◆ POR HACER ◆
¿Puedes reproducir los registros desde la línea que contiene "Please pick out the lily" hasta el final, ambos extremos incluidos, cambiando "lily petal" por "rose petal" y dejando todo lo demás igual?

Extractos del conjunto de datos de señalamiento:
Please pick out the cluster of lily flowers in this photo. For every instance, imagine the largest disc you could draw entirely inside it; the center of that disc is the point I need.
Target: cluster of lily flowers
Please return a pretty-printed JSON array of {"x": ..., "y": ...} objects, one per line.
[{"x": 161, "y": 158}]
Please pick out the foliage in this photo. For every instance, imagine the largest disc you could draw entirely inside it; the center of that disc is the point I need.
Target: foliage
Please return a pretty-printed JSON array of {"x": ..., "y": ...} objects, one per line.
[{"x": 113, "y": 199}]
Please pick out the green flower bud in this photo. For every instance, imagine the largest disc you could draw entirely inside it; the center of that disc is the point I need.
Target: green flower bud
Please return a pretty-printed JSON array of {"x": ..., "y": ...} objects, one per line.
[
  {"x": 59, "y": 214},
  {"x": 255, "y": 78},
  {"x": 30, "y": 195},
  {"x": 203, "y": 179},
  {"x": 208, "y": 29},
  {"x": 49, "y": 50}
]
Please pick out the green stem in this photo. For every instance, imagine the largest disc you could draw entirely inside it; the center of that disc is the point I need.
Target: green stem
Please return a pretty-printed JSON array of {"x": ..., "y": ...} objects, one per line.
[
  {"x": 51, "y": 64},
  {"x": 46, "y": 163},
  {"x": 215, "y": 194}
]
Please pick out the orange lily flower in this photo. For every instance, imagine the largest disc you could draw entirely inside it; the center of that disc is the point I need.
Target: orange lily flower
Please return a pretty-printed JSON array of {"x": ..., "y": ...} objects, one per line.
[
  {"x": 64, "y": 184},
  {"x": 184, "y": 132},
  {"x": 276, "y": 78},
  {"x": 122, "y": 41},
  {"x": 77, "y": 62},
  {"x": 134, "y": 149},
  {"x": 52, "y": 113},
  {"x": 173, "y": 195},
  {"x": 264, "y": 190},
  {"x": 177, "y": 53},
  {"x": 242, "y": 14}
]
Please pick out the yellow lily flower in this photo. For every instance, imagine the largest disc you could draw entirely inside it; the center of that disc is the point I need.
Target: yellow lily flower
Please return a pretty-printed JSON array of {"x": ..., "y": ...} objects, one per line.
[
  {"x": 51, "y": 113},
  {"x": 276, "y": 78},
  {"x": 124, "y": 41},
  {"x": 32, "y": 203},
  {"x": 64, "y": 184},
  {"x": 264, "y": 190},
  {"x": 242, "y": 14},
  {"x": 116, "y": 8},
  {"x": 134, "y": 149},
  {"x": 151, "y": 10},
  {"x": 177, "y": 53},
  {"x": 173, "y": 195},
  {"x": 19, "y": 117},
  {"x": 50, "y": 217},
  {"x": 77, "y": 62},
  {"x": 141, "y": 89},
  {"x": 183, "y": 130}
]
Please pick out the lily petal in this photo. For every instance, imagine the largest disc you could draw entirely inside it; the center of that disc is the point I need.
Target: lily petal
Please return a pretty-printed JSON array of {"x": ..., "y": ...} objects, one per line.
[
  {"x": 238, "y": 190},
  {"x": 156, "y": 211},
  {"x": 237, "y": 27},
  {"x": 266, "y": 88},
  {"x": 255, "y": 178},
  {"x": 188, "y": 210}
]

◆ SOLUCIÓN ESCRITA ◆
Please pick out the rose petal in this photo. For every instance, imagine the largest disc you could draw entirely inside it; the center of that disc is the point I need.
Target: rose petal
Please return a pretty-printed JSON array of {"x": ..., "y": ...} objects, one per line.
[
  {"x": 238, "y": 190},
  {"x": 156, "y": 211},
  {"x": 237, "y": 27},
  {"x": 266, "y": 88},
  {"x": 255, "y": 178},
  {"x": 188, "y": 210}
]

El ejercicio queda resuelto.